*RICHIESTA SCRITTA*. Riporta le righe del materiale dalla riga che contiene "Where can the peaked" fino alla fine del materiale, estremi inclusi. Riscrivi anche le richieste, incrementa di 3 ogni coordinata delle risposte e ometti le immagini.

[Registro di punti etichettati]
========

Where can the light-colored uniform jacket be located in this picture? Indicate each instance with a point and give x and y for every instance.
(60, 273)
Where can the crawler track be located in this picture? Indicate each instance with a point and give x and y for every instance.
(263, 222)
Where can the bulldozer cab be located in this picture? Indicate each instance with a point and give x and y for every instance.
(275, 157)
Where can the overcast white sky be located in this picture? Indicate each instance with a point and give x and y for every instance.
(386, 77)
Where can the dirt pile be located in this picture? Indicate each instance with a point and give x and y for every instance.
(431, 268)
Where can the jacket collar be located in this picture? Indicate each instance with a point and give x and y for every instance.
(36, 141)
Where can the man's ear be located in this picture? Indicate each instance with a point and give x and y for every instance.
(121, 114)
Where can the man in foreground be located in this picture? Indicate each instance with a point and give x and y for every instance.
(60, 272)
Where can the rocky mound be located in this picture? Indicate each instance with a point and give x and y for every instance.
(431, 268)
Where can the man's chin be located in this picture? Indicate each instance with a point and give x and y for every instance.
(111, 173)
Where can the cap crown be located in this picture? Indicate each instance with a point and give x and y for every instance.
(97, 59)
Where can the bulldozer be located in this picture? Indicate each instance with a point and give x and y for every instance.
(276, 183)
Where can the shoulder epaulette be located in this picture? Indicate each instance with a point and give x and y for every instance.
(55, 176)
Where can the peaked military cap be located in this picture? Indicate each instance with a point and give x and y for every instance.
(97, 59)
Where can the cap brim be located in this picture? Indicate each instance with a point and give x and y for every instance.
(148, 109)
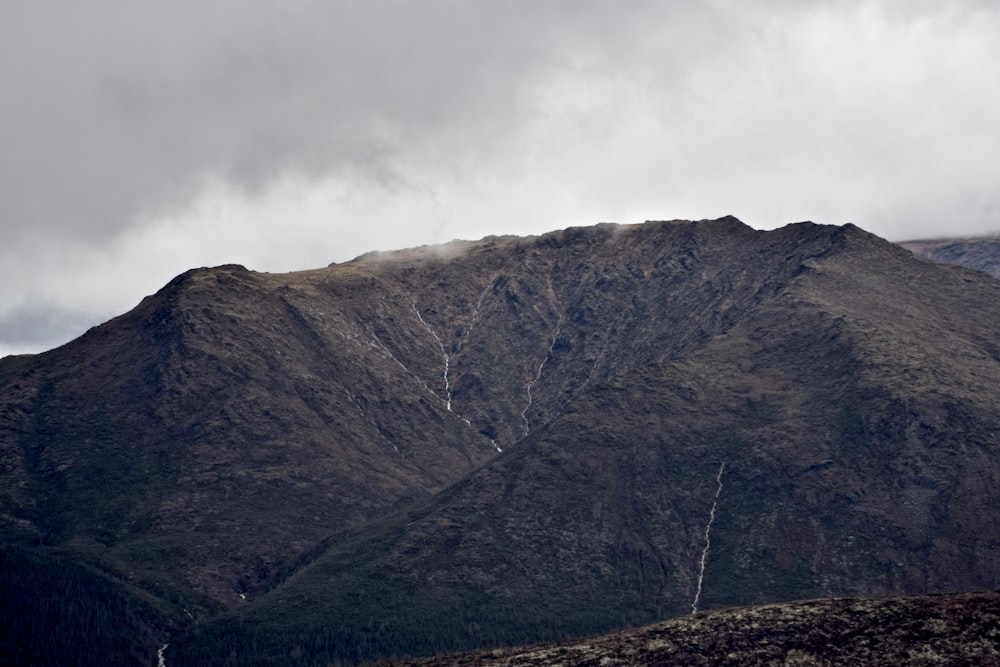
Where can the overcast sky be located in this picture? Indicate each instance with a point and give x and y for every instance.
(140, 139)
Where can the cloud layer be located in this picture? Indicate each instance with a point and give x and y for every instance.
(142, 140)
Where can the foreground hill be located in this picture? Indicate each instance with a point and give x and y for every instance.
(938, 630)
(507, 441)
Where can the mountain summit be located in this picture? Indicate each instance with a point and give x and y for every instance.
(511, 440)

========

*RISPOSTA ATTESA*.
Where can the peaked military cap be located in this picture? Indicate each instance with a point and give x and y for every instance.
(100, 62)
Where can the cap brim be located in this picture? Indicate each instance with a point and give x and y for every instance.
(151, 112)
Where can the overcast sky be located in this picture? Indicate each instance with a point and give x and y for every instance.
(143, 142)
Where can the cloud layer be located in this picture? Indicate each instance with a point and give x and y for every instance.
(145, 143)
Where can the foreground hill be located in this picture? Indicate each instance with a point and give x and y for every instance.
(941, 633)
(510, 444)
Where can the mountain summit be located in this picture? Indicate each instance with a point and give x and y for every instance.
(514, 443)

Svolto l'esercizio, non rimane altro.